Leonard Cohen, 1988 01

Leonard Cohen: Il poeta della canzone

Le origini di un cantore dell’anima

Nel cuore di Montréal, in una fredda mattina del 21 settembre 1934, nacque un’anima destinata a intrecciare poesia e musica in un tessuto ineguagliabile: Leonard Norman Cohen. Figlio di una famiglia ebraica benestante, Cohen crebbe immerso nella letteratura e nella spiritualità, influenze che avrebbero segnato indelebilmente il suo percorso artistico.

Sin dalla giovane età, Leonard dimostrò una passione viscerale per la parola scritta. Durante gli anni trascorsi alla McGill University, si fece notare come poeta di talento, pubblicando la sua prima raccolta, Let Us Compare Mythologies (1956). La poesia era il suo linguaggio primario, ma la musica, ancora latente, attendeva di emergere.

L’incontro con la musica e l’esordio tardivo

Negli anni ’60, Cohen si trasferì sull’isola greca di Hydra, dove affinò il suo talento letterario pubblicando romanzi come The Favourite Game (1963) e Beautiful Losers (1966). Tuttavia, il richiamo della musica divenne irresistibile. Decise di trasferirsi a New York, immerso nella vibrante scena folk del Greenwich Village. Lì, grazie a Judy Collins, che portò al successo Suzanne, Cohen catturò l’attenzione dell’industria musicale.

* [Compiti richiesti]:
1. Rispondi alle domande seguenti usando l'estratto su Leonard Cohen.
(a) In quale città nacque Leonard Cohen?
(b) Qual è il titolo della prima raccolta pubblicata da Cohen?
(c) Su quale isola greca si trasferì Cohen negli anni '60?
2. Copia fedelmente dall'estratto su Leonard Cohen il passo che comincia con "Leonard Cohen, 1988" e prosegue fino a "suo percorso artistico.".
Le voci qui sotto non hanno alcun ruolo in questo lavoro.

[Voci tratte da un dataset]
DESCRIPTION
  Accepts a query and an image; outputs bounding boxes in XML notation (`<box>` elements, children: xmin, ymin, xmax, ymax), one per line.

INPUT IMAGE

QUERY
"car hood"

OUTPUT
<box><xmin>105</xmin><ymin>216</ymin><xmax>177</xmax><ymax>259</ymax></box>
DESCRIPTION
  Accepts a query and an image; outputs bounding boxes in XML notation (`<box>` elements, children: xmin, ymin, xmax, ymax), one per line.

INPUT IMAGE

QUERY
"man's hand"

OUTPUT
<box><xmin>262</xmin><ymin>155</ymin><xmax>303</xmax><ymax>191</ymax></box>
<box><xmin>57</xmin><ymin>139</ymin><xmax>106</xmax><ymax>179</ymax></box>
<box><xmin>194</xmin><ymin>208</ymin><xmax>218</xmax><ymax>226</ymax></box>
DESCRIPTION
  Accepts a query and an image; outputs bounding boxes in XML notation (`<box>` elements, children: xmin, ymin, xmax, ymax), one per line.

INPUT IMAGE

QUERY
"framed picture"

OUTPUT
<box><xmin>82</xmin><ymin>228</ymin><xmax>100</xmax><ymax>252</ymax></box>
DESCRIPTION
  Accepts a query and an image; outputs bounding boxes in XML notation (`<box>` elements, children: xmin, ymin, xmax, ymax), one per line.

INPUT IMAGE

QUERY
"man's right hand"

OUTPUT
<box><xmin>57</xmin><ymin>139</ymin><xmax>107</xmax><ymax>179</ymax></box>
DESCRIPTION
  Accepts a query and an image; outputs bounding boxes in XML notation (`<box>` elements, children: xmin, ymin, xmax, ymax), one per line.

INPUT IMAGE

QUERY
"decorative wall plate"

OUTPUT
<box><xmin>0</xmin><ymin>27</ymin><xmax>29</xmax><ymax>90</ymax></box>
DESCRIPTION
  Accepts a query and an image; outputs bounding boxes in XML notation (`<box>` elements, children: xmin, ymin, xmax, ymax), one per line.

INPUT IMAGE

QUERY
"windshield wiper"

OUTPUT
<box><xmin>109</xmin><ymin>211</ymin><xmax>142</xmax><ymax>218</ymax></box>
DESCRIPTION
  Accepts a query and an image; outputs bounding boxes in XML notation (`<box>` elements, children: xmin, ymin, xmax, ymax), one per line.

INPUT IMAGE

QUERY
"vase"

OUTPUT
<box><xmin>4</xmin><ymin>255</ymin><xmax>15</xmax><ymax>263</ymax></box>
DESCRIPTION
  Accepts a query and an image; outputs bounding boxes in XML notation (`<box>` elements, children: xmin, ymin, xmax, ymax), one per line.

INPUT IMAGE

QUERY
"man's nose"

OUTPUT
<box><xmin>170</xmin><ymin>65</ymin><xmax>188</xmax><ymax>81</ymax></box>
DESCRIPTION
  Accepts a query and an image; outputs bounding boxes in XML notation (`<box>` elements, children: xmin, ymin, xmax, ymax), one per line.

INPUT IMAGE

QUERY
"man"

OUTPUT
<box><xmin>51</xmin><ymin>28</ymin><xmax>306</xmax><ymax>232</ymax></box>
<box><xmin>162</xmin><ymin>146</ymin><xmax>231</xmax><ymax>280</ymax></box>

* [Soluzioni per compito]:
1.
(a) Montréal
(b) Let Us Compare Mythologies
(c) Hydra

2.
Leonard Cohen, 1988 01

Leonard Cohen: Il poeta della canzone

Le origini di un cantore dell’anima

Nel cuore di Montréal, in una fredda mattina del 21 settembre 1934, nacque un’anima destinata a intrecciare poesia e musica in un tessuto ineguagliabile: Leonard Norman Cohen. Figlio di una famiglia ebraica benestante, Cohen crebbe immerso nella letteratura e nella spiritualità, influenze che avrebbero segnato indelebilmente il suo percorso artistico.